Exercise instructions: Present every line of the listing below as a numbered list, leaving out any blank lines.

>>>>

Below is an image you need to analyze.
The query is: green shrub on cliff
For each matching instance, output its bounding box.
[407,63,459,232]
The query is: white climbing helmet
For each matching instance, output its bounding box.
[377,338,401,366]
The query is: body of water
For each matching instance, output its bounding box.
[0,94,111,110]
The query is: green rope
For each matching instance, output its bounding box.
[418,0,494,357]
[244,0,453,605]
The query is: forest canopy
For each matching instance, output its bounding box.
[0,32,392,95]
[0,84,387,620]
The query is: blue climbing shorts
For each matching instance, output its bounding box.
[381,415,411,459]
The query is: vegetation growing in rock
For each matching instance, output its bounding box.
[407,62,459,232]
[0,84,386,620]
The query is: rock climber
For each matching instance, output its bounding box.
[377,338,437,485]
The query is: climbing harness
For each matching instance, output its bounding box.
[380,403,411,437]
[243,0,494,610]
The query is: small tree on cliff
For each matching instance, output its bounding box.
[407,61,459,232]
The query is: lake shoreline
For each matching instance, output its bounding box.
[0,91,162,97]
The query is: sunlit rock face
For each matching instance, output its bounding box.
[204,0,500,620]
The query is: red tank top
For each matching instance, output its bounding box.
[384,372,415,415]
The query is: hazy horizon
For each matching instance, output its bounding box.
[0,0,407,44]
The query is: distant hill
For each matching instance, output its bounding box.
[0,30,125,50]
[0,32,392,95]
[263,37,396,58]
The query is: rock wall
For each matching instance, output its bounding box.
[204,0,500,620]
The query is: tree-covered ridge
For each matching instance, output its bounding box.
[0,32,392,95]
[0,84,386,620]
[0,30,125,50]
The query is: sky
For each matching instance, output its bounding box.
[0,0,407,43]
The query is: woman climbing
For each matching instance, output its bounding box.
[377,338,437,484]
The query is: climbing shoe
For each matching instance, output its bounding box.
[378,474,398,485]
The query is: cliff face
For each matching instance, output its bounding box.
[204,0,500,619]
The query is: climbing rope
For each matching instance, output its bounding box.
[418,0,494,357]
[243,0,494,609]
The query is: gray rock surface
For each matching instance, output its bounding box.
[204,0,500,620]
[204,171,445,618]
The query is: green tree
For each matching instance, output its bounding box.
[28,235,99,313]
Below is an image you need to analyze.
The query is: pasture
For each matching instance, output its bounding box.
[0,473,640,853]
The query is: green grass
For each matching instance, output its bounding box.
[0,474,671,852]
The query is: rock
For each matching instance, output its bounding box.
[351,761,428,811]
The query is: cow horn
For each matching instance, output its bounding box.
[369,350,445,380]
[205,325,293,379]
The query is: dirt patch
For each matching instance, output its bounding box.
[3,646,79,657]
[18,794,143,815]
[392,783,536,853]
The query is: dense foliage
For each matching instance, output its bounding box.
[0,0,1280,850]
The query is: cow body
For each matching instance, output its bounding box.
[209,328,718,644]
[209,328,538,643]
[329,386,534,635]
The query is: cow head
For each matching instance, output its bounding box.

<<<<

Reply to the exercise:
1. Below is an image you need to analyze.
2. The query is: green shrub on cliff
3. For each matching instance, output its bounding box.
4. [407,63,459,232]
5. The query is: white climbing helmet
6. For each matching instance, output its bounding box.
7. [377,338,401,366]
8. The query is: body of water
9. For each matching instance, output its bounding box.
10. [0,94,111,110]
11. The query is: green rope
12. For each matching instance, output its bounding box.
13. [418,0,494,357]
14. [244,0,453,605]
15. The query is: forest canopy
16. For each matching instance, output its bounding box.
17. [0,32,392,95]
18. [0,84,387,620]
19. The query is: blue climbing shorts
20. For each matching instance, output its bounding box.
21. [381,415,411,459]
22. The query is: vegetation growing in rock
23. For each matching instance, output its bounding box.
24. [407,62,459,232]
25. [0,84,386,620]
26. The query is: rock climber
27. For each matching instance, output its bounding box.
28. [377,338,437,485]
29. The query is: climbing harness
30. For each matching instance, output its bounding box.
31. [380,403,411,437]
32. [243,0,494,610]
33. The query is: small tree on cliff
34. For each matching instance, output its bounding box.
35. [407,61,459,232]
36. The query is: lake shoreline
37. For each matching instance, output its bounding box.
38. [0,91,162,97]
39. The query is: sunlit rock face
40. For each matching instance, output its bounding box.
41. [204,0,500,620]
42. The query is: red tank top
43. For each matching instance, output its bounding box.
44. [384,372,415,415]
45. The query is: hazy horizon
46. For each matching instance, output its bounding box.
47. [0,0,407,44]
48. The query is: distant hill
49. For each matching instance, output its bounding box.
50. [0,30,125,50]
51. [0,32,392,95]
52. [263,37,396,58]
53. The query is: rock wall
54. For each matching instance, output its bounding box.
55. [204,0,500,620]
56. The query is: tree-covered ridge
57. For each matching instance, output its bounding box.
58. [0,32,392,95]
59. [0,84,386,620]
60. [0,30,125,50]
61. The query is: sky
62. For each matching instance, output its bounding box.
63. [0,0,407,43]
64. The query is: woman climbing
65. For each matching instance, output its bounding box.
66. [377,338,437,484]
67. The query is: climbing shoe
68. For each matching instance, output its bounding box.
69. [378,474,398,485]
70. The query is: cliff face
71. For each matching instance, output its bounding box.
72. [204,0,500,619]
73. The query is: climbing rope
74. For each matching instance, output its bounding box.
75. [418,0,494,357]
76. [243,0,494,609]
77. The query is: gray rock surface
78. For each matching instance, output its bounding box.
79. [204,0,500,620]
80. [204,171,445,618]
81. The query is: green tree
82. For each matching instance, output its bounding box.
83. [28,235,99,313]
84. Below is an image you need to analyze.
85. The query is: pasture
86. For each matching instance, output its bounding box.
87. [0,473,640,853]
88. The query is: green grass
89. For each matching instance, output its bounding box.
90. [0,474,671,852]
91. The query is: rock
92. For each matching instance, output its bounding box.
93. [351,761,428,811]
94. The query is: cow horn
95. For each matching instance, output its bounding box.
96. [369,350,445,380]
97. [205,325,293,379]
98. The query is: dirt patch
99. For each matching instance, output its bounding box.
100. [3,646,79,657]
101. [18,794,143,815]
102. [392,783,536,853]
103. The query is: dense foliage
104. For each matching instance, output its bounding box.
105. [0,0,1280,850]
106. The query is: cow body
107. For each matching instance, output its bounding box.
108. [209,328,718,644]
109. [209,328,538,643]
110. [329,386,534,635]
111. The query is: cow head
112. For each matching instance, output its bounding box.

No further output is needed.